Rispetto a quelle di Pontiggia, le poesie di Cucchi sono più oscure. Qui l’Io poetante afferma di non provare nessuna intima soddisfazione né di deliziarsi se sta sdraiato nel letto (vivo), come fosse “nella terra” (quindi, morto, sepolto). E si domanda se qualcuno/a potrebbe profanare il suo rifugio, il suo “guscio provvisorio”, il suo “essere fluido e insieme rugoso”, conservato da un essere indefinito e con modalità che l’Io poetico non sa. Detta in parole semplici: mentre se ne sta a letto, c’è qualche essere indefinito che può danneggiare quell’Io custodito, magari, dallo stesso o da un altro essere indefinito… Macchinoso. Infatti, subito dopo evoca “un’assurda armonia”, “l’incrocio di fantasmi” che durante la notte lo costringono a riaprire gli occhi e a ritrovare “l’incubo reale, quello che affossa / al sole solitario della veglia”. Se non ho capito male, il vero incubo dell’Io è “l’accidia mediocre” del giorno, continuamente in cammino, di passaggio.

**DATI REGISTRATI:**

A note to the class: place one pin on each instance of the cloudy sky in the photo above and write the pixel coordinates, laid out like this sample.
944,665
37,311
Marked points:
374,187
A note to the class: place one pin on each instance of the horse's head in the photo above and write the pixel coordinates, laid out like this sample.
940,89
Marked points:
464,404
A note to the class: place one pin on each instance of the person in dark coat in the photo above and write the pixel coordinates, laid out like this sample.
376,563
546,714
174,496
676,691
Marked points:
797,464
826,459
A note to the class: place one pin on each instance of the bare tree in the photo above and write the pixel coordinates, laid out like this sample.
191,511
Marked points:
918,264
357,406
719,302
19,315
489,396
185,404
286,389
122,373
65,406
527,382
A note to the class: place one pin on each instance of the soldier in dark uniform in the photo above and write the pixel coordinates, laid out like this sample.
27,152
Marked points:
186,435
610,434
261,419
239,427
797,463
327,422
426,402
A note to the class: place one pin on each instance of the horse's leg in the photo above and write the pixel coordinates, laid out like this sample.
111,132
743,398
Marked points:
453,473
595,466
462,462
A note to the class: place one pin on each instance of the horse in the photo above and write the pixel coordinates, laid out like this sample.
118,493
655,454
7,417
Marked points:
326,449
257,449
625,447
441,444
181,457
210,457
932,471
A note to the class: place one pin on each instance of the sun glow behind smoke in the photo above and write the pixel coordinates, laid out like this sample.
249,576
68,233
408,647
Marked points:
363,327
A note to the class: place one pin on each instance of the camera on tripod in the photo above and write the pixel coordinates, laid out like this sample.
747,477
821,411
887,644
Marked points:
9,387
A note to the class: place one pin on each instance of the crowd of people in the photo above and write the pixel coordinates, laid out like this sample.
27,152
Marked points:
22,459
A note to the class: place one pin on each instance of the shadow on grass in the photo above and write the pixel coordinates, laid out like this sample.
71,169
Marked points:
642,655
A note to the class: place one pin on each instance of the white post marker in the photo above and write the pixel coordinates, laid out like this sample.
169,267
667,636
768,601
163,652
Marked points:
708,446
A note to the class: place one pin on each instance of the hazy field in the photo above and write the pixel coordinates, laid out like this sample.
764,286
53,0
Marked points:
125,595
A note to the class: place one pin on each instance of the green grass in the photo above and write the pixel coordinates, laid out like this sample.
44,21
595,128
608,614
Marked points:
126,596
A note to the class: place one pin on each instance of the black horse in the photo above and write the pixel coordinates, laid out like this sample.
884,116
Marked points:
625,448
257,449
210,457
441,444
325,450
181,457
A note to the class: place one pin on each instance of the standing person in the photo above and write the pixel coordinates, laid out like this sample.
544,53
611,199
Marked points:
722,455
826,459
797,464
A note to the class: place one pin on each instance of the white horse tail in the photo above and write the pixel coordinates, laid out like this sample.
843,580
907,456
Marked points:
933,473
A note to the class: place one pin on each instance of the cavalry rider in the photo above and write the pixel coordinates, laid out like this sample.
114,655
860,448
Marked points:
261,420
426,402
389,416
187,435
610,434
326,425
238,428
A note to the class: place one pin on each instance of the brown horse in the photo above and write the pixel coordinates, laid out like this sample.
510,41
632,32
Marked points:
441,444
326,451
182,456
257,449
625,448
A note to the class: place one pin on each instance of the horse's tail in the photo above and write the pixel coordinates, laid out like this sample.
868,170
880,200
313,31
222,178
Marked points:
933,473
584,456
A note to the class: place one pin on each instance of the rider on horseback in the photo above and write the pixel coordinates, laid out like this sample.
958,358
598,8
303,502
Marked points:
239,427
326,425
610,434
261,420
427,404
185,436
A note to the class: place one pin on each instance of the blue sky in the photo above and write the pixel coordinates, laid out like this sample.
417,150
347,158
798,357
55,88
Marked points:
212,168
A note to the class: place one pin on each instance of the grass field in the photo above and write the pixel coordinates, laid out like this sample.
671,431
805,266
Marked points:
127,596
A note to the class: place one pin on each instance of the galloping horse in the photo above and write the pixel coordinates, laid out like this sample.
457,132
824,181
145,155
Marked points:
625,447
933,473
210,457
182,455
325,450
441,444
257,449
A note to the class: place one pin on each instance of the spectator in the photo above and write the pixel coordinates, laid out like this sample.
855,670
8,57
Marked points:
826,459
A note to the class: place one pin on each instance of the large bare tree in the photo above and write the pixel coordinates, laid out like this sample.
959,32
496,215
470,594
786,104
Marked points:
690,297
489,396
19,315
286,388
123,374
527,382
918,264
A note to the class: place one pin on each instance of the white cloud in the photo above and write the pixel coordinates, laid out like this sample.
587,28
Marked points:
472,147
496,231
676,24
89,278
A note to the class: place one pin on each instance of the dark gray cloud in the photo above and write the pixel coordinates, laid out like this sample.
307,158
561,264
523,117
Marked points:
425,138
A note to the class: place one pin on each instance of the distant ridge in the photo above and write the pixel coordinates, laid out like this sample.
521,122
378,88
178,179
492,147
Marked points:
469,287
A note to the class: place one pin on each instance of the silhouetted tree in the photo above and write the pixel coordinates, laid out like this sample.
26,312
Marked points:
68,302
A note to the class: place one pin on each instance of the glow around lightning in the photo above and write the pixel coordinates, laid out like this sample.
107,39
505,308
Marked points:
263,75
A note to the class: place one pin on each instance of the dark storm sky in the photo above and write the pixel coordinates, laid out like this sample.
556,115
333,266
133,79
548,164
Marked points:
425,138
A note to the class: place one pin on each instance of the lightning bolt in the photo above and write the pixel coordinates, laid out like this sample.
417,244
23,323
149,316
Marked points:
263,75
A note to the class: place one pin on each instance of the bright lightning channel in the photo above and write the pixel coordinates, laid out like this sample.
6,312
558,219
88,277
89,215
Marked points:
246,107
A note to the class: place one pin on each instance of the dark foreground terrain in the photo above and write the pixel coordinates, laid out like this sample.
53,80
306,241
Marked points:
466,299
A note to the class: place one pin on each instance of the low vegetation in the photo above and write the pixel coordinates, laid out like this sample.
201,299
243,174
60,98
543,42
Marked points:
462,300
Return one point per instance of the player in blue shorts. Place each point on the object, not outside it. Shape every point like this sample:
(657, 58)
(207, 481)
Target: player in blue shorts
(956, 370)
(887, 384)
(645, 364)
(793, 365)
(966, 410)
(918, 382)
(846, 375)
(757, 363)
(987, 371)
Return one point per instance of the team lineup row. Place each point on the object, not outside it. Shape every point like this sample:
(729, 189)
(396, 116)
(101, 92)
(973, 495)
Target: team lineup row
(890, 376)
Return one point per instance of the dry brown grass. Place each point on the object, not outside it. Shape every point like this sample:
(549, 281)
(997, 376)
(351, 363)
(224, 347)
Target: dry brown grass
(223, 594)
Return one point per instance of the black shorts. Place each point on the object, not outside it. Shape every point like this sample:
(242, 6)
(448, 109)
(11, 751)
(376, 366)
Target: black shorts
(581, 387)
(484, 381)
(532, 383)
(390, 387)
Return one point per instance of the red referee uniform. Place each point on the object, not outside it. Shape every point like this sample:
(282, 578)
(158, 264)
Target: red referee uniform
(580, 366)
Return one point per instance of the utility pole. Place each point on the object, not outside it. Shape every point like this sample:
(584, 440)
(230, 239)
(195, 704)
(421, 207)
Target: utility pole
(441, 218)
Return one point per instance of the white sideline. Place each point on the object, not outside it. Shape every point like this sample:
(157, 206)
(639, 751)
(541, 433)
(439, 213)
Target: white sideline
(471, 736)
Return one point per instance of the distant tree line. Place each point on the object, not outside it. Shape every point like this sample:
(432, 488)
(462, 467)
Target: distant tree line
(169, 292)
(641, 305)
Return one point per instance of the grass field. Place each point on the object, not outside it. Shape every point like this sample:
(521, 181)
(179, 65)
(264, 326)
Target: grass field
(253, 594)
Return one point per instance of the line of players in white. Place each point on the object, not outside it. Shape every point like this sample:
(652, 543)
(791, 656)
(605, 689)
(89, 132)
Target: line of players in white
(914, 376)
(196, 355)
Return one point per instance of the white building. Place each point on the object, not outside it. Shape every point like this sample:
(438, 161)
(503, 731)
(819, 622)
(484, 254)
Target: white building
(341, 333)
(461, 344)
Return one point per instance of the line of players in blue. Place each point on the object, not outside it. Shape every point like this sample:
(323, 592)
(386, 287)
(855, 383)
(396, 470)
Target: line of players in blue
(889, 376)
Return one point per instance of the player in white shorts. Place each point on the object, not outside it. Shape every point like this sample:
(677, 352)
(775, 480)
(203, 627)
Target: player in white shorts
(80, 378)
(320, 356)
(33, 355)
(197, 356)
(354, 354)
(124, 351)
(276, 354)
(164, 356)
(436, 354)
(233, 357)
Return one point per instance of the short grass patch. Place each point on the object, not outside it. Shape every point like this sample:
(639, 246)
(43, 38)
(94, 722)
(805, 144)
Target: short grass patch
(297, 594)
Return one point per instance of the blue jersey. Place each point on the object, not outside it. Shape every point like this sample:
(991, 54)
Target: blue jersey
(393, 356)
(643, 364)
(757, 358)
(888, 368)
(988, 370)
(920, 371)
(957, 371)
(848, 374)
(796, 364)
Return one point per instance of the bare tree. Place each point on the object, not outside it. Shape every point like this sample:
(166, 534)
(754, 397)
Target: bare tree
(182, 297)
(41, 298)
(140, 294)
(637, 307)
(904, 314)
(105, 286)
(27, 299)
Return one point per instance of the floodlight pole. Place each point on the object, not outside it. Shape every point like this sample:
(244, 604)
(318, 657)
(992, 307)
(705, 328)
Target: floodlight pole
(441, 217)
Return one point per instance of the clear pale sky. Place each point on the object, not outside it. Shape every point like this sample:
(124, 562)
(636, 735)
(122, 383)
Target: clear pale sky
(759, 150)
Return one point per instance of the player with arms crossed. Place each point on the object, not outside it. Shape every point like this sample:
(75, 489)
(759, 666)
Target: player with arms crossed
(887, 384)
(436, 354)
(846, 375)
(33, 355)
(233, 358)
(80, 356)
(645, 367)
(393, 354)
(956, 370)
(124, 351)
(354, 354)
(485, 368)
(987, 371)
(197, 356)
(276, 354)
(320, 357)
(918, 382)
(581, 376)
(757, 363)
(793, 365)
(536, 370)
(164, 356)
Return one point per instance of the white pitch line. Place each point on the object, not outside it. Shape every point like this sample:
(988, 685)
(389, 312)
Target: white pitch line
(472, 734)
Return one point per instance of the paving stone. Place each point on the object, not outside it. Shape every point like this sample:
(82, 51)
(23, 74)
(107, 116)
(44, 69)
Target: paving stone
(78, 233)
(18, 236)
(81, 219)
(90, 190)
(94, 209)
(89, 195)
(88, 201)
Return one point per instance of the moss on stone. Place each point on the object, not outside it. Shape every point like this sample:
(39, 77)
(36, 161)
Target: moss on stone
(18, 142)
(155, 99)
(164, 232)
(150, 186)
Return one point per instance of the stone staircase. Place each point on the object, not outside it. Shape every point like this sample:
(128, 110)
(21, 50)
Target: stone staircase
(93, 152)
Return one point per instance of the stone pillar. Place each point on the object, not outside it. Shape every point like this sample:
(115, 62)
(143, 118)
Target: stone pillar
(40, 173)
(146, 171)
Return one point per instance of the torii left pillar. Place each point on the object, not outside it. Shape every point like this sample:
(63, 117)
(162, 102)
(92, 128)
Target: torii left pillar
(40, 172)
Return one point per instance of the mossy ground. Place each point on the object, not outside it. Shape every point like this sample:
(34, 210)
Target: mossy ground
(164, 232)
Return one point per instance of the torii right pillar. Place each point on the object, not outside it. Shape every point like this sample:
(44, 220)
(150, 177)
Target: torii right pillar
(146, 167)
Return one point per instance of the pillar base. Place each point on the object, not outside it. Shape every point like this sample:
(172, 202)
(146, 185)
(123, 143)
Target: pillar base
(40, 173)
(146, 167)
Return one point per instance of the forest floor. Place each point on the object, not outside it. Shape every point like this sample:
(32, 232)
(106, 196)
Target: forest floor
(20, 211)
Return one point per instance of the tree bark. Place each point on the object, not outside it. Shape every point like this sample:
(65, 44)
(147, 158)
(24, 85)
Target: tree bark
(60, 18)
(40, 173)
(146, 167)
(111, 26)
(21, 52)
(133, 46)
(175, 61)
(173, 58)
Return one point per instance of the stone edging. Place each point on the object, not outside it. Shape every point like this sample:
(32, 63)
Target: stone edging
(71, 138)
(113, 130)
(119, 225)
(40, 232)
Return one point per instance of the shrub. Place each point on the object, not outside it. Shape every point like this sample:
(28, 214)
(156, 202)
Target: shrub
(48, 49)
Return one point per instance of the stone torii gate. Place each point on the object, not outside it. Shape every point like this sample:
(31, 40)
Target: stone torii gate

**ELENCO COMPITI:**
1 – Nel commento sulle poesie di Cucchi, con le poesie di quale autore vengono messe a confronto?
2 – Continua il commento sulle poesie di Cucchi dopo l'ultima frase.

**RISPOSTE AI COMPITI:**
1 – Con quelle di Pontiggia, rispetto alle quali sono più oscure.

2 –
Eccomi infine ridotto così
nel piccolo recinto del mio
quotidiano, forse sfuggendo
il terrore dello sfinimento.


Questa la verità. Questo è il rischio che tutti corriamo.
Il titolo della raccolta, «La scatola onirica», «rimanda direttamente alla mente dell’Io poetico che si racconta, e dunque ai processi psichici, alle appercezioni e alle particolari dinamiche del pensiero che scandiscono il corso delle sue giornate».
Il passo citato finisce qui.